__Required work__:
Using the entries that follow, give only the number of lines with the word "black" in them.

__Information supplied__:
--------------------

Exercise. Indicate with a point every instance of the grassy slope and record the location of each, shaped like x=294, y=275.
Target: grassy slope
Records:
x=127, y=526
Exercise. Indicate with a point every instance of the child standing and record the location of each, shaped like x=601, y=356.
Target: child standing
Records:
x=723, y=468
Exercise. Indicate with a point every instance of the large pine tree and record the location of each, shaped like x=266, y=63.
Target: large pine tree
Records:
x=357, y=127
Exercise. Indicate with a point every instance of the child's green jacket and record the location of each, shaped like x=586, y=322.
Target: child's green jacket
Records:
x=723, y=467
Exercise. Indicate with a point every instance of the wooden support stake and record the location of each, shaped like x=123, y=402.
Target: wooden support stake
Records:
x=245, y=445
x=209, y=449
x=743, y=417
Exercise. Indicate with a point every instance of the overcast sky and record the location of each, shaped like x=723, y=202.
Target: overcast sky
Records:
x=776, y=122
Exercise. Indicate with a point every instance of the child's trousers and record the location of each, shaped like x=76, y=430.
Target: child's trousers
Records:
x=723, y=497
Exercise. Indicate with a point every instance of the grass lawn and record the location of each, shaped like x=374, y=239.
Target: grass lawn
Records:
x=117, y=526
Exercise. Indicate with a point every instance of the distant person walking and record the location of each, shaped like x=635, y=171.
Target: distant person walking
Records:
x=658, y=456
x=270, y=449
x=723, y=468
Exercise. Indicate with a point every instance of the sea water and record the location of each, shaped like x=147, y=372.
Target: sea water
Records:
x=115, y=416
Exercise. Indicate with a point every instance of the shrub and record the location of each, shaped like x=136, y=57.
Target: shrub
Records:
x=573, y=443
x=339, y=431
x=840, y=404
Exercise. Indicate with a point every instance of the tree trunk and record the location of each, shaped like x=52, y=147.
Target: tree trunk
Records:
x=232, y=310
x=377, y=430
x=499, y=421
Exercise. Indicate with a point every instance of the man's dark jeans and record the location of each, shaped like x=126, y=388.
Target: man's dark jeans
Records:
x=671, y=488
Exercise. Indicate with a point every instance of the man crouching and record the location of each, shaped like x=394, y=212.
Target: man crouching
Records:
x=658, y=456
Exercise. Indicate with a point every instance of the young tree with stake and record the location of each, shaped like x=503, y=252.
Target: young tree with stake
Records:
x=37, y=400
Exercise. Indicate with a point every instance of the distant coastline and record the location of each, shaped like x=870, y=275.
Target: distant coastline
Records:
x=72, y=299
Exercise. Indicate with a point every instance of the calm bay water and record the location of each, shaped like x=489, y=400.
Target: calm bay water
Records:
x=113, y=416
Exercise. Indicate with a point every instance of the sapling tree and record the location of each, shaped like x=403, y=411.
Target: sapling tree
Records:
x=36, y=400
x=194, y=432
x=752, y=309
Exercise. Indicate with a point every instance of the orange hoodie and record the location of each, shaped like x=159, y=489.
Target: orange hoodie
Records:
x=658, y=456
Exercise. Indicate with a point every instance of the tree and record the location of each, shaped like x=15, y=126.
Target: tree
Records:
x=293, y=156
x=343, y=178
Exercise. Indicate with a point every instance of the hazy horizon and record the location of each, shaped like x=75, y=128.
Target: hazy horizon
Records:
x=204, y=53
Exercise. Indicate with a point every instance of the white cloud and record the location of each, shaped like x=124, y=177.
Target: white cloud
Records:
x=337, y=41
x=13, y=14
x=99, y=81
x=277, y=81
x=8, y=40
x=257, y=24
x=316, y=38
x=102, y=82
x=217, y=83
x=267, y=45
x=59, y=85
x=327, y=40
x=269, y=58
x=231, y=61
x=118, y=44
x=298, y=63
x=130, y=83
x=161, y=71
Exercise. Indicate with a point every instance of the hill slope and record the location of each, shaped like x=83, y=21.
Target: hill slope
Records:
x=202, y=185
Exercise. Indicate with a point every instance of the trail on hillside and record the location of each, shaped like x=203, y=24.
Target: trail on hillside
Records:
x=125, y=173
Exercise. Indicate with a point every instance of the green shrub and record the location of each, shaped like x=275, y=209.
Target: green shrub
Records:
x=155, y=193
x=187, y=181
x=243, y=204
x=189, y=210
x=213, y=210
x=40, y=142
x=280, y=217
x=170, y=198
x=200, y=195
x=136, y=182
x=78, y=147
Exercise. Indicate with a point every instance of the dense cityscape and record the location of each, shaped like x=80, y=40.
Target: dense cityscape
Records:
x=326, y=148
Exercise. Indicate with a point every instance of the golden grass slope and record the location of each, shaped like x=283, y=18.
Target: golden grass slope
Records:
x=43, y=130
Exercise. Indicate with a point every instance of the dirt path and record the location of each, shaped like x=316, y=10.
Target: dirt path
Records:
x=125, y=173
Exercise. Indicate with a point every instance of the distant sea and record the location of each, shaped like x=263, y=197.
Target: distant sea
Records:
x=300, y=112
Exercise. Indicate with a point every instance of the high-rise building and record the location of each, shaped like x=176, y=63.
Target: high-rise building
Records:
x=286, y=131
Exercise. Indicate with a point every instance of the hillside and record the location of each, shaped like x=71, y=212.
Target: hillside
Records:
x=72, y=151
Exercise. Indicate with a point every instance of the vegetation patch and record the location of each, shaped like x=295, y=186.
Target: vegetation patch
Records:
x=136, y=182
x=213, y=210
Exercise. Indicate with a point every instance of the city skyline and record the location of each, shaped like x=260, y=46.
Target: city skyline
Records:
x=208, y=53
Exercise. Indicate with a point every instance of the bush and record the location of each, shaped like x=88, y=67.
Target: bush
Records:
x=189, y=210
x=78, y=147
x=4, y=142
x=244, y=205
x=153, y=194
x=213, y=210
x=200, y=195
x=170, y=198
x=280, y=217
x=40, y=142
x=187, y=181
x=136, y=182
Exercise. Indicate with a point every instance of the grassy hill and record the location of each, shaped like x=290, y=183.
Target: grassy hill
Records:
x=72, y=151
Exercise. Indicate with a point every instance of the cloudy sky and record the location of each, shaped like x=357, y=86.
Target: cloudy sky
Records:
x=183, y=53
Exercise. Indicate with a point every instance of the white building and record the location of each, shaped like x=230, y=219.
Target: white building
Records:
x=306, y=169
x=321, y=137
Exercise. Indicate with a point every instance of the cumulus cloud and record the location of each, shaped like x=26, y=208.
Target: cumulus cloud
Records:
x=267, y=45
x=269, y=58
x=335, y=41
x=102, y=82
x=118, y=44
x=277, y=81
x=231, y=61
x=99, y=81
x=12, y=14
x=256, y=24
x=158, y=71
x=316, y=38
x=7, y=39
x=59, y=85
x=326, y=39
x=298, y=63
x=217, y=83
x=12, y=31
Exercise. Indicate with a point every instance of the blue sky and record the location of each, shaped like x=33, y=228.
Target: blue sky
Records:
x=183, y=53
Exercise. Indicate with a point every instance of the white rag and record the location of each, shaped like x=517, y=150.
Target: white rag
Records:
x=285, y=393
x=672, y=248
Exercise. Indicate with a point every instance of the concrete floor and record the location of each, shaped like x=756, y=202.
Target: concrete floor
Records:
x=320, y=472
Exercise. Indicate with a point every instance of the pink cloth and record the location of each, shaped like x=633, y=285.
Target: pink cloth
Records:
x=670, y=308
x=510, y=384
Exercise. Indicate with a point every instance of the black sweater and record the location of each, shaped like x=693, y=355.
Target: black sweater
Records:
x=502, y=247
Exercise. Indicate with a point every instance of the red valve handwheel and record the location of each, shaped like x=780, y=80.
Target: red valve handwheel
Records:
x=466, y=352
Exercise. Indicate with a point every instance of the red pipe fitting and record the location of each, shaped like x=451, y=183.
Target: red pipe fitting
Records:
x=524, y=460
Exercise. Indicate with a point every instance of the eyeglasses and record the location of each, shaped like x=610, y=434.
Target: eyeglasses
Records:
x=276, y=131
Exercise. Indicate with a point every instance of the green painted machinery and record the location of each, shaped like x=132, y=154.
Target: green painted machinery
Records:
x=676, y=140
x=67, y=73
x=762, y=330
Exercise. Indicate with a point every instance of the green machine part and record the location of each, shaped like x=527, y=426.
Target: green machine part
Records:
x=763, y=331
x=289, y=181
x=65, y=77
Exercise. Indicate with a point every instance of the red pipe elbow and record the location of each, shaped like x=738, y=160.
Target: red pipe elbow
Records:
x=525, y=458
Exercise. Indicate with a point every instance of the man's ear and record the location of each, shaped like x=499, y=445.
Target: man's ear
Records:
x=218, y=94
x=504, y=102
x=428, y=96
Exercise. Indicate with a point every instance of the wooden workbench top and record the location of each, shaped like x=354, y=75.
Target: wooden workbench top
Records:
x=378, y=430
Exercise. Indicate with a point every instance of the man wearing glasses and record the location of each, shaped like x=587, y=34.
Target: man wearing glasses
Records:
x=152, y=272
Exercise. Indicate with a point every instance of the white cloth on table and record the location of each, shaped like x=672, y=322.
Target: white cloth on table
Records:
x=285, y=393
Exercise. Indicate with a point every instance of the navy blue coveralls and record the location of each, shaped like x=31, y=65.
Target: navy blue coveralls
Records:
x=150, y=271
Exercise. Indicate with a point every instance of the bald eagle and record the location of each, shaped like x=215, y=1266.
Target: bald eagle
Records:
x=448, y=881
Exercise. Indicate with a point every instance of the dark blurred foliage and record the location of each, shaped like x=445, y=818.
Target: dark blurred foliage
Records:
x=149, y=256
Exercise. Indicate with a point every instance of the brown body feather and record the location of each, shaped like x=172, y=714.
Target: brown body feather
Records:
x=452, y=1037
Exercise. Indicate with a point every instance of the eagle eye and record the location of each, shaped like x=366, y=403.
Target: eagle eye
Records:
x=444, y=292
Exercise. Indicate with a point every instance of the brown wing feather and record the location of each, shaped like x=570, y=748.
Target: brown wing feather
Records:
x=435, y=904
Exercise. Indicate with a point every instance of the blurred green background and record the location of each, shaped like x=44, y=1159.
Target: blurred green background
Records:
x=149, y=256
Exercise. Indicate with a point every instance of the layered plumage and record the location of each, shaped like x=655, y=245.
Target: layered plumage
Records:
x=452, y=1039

--------------------

__Exercise answer__:
2